There is probably is some unconscious bias out there that the whisky industry is male-dominated but it’s simply not. The great success story of the Scotch whisky industry is how the category has evolved over the past 20 years. At the end of the day, it’s about enjoying Scotch whisky and connecting with the wonderful aromas, taste and textures to be discovered within single malt Scotch whisky. It is as simple as that.
Can you tell us a little about the industry in Scotland?
At last count, according to the Scotch Whisky Association, Scotland is home to 133 licenced single malt and grain distilleries, with the plan for 30 more to be built, making it the greatest concentration of whisky producers in the world! Each distillery is located within one of the five producing regions: the Lowlands, Highlands, Speyside, Campbeltown or Islay.
There are five styles of scotch whisky produced in Scotland.
· Single malt, which is distilled at a single distillery from only water and malted barley without the addition of any other cereals by batch distillation.
· Single grain, which is distilled at a single distillery from water and malted barley with or without whole grains of other malted or unmalted cereals.
· Blended - a combination of one or more blend of single malt Scotch whiskies with one or more single grain scotch whiskies.
· Blended malt - a blend of one or more single malt Scotch whiskies which have been distilled at more than one distillery.
· Blended grain - a blend of single grain Scotch whiskies which have been distilled at more than one distillery.
What's different about Glenmorangie?
Our location - on the shore of the Dornoch Firth close to Tain in the Northern Highlands - is perfect for making whisky. A mountain range in the west protects the area from harsh weather coming in from the Atlantic Ocean. This creates a microclimate that allows our whisky to mature at a slow and gentle rate. The water we collect from the Tarlogie Springs is rich in calcium and magnesium. Yeast loves these minerals and as a result, we have a very lively fermentation process.
The second key element is we have the tallest copper pot stills in Scotland (5.14meters - equivalent to the height of an adult giraffe). The heavier and impure alcohol falls back down the still, where there is a “boil pot” which further refines the spirit.
We also have one of the best wood management policies. Our flagship expression, Glenmorangie Original, is matured in slow-growth American white oak casks. They're filled with our new make spirit and left to mature in our bonded warehouses. After ten years the casks are emptied and refilled one more time with fresh new make spirit to mature for an additional ten years. We only use our casks twice whereas most other distillers will reuse their casks 4-6 times.
Where do you think the industry will go next?
I believe the whisk(e)y category will continue to grow, especially the Irish whiskey category and education is key. I strongly believe the future of Scotch whisky is in a good place. If we continue to be open-minded and share what makes this magnificent product so special in a responsible way, along with how the Scotch Whisky Association is doing an incredible job of keeping the integrity of the category, I think it's all good!
Finally, what is in the pipeline for you and the brand?
There are several special releases for both Glenmorangie and Ardbeg however, unfortunately, they are under embargo. Watch this space!

- Extracted data
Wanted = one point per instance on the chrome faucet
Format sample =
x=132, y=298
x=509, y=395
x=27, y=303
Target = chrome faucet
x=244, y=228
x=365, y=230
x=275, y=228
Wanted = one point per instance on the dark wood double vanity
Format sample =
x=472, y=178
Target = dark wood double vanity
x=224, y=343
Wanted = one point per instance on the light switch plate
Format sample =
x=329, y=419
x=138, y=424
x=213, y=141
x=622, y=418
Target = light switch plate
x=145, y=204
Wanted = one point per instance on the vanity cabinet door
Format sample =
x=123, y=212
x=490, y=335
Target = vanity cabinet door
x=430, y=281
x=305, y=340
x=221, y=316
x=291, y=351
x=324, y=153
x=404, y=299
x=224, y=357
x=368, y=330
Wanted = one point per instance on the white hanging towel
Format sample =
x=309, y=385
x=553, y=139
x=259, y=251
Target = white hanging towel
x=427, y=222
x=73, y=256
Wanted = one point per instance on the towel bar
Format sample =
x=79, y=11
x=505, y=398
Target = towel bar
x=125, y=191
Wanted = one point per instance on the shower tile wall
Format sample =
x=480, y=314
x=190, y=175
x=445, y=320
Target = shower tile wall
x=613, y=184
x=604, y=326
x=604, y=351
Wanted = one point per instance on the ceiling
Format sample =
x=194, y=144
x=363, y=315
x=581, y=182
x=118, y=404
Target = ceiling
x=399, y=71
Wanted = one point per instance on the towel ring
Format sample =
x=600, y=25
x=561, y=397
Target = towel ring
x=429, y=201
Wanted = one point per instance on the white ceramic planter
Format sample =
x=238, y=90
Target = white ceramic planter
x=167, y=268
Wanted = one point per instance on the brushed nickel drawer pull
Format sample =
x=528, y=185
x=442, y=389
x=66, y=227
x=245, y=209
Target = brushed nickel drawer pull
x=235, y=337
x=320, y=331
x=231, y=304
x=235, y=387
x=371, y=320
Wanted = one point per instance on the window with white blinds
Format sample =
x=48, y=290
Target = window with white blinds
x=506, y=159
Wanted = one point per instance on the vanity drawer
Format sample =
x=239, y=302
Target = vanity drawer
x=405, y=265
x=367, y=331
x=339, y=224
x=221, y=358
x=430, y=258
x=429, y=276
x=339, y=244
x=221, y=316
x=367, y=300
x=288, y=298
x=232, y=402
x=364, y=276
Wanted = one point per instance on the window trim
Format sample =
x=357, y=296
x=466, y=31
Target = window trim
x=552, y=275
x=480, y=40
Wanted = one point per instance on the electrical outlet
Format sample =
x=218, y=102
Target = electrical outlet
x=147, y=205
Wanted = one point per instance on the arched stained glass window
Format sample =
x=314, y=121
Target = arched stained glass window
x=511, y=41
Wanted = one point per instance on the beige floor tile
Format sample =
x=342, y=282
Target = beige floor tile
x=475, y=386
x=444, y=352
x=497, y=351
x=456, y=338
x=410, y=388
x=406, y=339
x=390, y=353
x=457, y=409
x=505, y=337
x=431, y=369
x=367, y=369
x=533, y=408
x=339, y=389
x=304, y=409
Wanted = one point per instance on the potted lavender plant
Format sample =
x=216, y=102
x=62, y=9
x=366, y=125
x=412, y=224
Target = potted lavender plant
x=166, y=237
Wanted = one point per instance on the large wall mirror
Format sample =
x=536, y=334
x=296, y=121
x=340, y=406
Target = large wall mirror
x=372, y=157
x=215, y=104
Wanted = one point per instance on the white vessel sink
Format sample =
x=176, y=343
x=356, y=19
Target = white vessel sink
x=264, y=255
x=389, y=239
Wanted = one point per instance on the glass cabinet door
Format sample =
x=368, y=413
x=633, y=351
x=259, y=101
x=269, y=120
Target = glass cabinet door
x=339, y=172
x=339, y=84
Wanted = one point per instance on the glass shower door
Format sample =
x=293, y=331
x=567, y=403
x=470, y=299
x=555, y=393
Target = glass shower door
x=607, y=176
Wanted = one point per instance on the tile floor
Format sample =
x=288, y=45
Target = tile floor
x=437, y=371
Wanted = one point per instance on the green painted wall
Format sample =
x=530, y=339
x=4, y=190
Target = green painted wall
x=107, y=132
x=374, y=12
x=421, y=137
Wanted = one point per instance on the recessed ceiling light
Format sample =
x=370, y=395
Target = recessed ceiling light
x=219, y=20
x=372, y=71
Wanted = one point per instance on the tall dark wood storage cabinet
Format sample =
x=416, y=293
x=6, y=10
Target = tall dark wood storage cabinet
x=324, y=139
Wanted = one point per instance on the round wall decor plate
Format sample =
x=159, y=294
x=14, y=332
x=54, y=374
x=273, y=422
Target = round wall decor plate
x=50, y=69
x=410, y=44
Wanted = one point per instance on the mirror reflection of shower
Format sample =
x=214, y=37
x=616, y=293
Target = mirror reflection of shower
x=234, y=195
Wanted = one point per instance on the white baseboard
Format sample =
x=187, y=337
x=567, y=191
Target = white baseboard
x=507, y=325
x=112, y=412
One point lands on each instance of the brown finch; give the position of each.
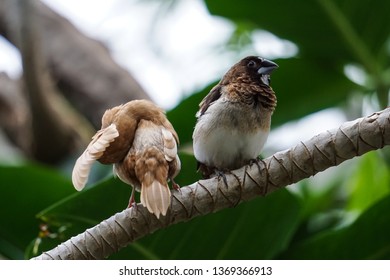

- Set task 1
In the whisky interview, why is fermentation at Glenmorangie very lively?
- Set task 2
Does the whisky interview support each statement below? Answer yes or no for each and quote the deciding words.
(a) Glenmorangie reuses its casks four to six times.
(b) Campbeltown is one of Scotland's five producing regions.
(c) Single malt Scotch whisky may include cereals other than malted barley.

- Complete output 1
The water collected from the Tarlogie Springs is rich in calcium and magnesium. Yeast loves these minerals, and as a result fermentation is very lively.

- Complete output 2
(a) No: "We only use our casks twice whereas most other distillers will reuse their casks 4-6 times."
(b) Yes: "Each distillery is located within one of the five producing regions: the Lowlands, Highlands, Speyside, Campbeltown or Islay."
(c) No: "from only water and malted barley without the addition of any other cereals"